- _Material for this task_:
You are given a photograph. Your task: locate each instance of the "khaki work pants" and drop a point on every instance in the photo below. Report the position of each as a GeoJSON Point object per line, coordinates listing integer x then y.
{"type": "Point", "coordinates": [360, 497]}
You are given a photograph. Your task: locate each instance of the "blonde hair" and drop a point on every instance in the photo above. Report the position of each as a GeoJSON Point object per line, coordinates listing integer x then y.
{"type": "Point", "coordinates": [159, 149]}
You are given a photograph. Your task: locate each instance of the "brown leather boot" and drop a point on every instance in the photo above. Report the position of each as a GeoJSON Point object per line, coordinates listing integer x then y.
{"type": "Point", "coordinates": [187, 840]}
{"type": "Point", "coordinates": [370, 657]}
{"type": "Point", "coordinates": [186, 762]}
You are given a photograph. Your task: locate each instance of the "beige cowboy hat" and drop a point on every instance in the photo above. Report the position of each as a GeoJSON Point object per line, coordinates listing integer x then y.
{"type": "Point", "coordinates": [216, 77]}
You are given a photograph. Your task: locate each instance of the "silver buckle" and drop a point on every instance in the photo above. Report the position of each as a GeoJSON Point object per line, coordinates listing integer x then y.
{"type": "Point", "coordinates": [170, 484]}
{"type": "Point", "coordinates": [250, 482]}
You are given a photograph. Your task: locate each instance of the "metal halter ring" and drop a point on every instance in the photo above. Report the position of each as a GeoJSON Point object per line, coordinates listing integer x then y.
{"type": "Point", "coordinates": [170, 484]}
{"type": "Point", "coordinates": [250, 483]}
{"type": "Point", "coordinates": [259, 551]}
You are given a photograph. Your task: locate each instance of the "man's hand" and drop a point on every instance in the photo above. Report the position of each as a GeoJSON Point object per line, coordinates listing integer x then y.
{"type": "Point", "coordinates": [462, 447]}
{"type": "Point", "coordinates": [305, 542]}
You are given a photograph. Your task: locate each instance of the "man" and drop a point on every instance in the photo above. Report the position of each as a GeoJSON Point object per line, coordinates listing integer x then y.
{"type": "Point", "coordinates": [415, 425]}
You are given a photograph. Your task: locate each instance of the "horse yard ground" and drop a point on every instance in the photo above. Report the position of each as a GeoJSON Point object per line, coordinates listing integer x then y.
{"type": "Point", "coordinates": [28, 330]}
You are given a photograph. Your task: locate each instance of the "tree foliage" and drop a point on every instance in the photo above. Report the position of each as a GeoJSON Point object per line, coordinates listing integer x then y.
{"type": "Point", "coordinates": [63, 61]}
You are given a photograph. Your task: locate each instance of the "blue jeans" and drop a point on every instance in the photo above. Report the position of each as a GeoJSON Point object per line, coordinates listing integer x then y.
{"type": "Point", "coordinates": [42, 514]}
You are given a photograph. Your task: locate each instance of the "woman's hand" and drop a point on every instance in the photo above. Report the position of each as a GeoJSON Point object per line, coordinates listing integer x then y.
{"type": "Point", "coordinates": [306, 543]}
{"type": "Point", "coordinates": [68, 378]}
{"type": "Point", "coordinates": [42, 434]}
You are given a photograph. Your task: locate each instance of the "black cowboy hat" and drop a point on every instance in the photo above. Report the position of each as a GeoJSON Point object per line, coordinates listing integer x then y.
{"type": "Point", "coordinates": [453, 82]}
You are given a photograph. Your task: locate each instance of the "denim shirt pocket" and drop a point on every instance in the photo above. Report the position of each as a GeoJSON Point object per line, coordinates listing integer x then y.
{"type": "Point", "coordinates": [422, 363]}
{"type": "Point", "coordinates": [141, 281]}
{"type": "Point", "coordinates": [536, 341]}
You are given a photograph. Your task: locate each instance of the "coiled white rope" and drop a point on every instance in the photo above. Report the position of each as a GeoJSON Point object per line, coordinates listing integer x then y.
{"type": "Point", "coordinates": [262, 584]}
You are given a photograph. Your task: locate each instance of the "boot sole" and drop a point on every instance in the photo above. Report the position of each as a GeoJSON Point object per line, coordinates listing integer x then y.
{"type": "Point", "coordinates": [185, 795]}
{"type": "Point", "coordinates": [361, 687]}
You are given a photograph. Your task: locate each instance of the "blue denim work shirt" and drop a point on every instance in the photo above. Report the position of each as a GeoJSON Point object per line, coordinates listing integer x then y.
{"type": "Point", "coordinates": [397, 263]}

- _Task to carry out_:
Please copy out each record, character for character.

- _Final answer_:
You are given a photograph. Your task: locate each instance of the "khaki work pants" and drop a point on every instance in the photo below. Report the position of each as a GeoJSON Point object per line, coordinates listing integer x then y.
{"type": "Point", "coordinates": [360, 497]}
You are given a photograph. Your task: locate each instance of the "blonde hair" and drop a point on every instance in the photo above. Report the position of each as a GeoJSON Point object per line, coordinates listing integer x then y.
{"type": "Point", "coordinates": [159, 149]}
You are given a photograph. Your task: locate each instance of the "brown leather boot" and drop a point on every instance in the photo above. Report the position of each as a GeoJSON Point object per line, coordinates listing integer x then y.
{"type": "Point", "coordinates": [187, 840]}
{"type": "Point", "coordinates": [370, 657]}
{"type": "Point", "coordinates": [186, 762]}
You are given a photograph. Your task: locate each instance of the "beige cowboy hat" and drop a point on every instance in the photo above. Report the position of each as a GeoJSON Point object per line, coordinates listing integer x then y.
{"type": "Point", "coordinates": [216, 77]}
You are given a photograph. Your task: locate each instance of the "silver buckle" and drop a point on every instance in the photo above. Report the position of each as a GeoJSON Point object per line, coordinates listing integer x then y.
{"type": "Point", "coordinates": [170, 484]}
{"type": "Point", "coordinates": [250, 482]}
You are given a photograph. Your task: locate each instance of the "metal halter ring" and drop a point on every instance in the photo above. Report the position of each as a GeoJSON Point object per line, coordinates listing integer x then y.
{"type": "Point", "coordinates": [170, 484]}
{"type": "Point", "coordinates": [250, 483]}
{"type": "Point", "coordinates": [259, 551]}
You are given a photograph. Your task: locate each instance of the "man's hand" and drop a point on every instance in the photo above. Report the position of each as a GeoJSON Point object per line, coordinates listing integer x then y.
{"type": "Point", "coordinates": [462, 447]}
{"type": "Point", "coordinates": [305, 542]}
You are given a photograph. Your task: locate each instance of the "man" and drop a point on every instance in the photo above. Report the position of each as a GeoJSON Point object per line, coordinates listing integer x then y.
{"type": "Point", "coordinates": [415, 425]}
You are given a photograph. Your task: locate each instance of the "horse yard ground" and drop a point on every instance in the photo above. Report the position of each as a GeoJSON Point object per line, coordinates listing integer x then y.
{"type": "Point", "coordinates": [28, 330]}
You are given a photograph. Your task: locate each instance of the "tree foliage" and drop a point on every instance in the photo above. Report the position of each as a GeoJSON Point object per line, coordinates listing integer x then y.
{"type": "Point", "coordinates": [63, 61]}
You are given a photograph. Your task: locate each instance of the "blue jeans" and drop a point on every instance in the photo above. Report the position of each as a GeoJSON Point object per line, coordinates listing integer x then y.
{"type": "Point", "coordinates": [42, 514]}
You are given a photograph. Your task: locate each instance of the "woman's hand" and drop a point on every instance in the photo above. Report the position of each as a GeoJSON Point object per line, coordinates listing integer x then y.
{"type": "Point", "coordinates": [306, 543]}
{"type": "Point", "coordinates": [68, 378]}
{"type": "Point", "coordinates": [42, 434]}
You are given a photograph. Your task: locate each instance of the "black cowboy hat" and drop a point on every instance in the photo above. Report the position of each as a GeoJSON Point object per line, coordinates listing integer x then y.
{"type": "Point", "coordinates": [453, 82]}
You are given a photograph. Your task: locate each instance of the "denim shirt pocket" and drop a point on every instance in the photo above. Report the position of each as a GeoJSON Point object per line, coordinates listing integer x then y.
{"type": "Point", "coordinates": [422, 363]}
{"type": "Point", "coordinates": [141, 281]}
{"type": "Point", "coordinates": [536, 341]}
You are given a photograph. Your task: locate each instance of the "coiled white rope" and drop a point on every instance in the photo above. Report the position of each as a GeoJSON Point object per line, coordinates listing integer x then y.
{"type": "Point", "coordinates": [262, 584]}
You are given a photograph. Your task: locate each instance of the "boot sole" and drop a point on every instance in the photo above. Report the position of each as a GeoJSON Point object per line, coordinates listing integer x then y.
{"type": "Point", "coordinates": [185, 795]}
{"type": "Point", "coordinates": [361, 687]}
You are given a photograph. Your task: locate each instance of the "blue denim work shirt" and drop a point on every instance in the photo above. Report the position of each as a GeoJSON Point object per line, coordinates listing integer x then y.
{"type": "Point", "coordinates": [397, 263]}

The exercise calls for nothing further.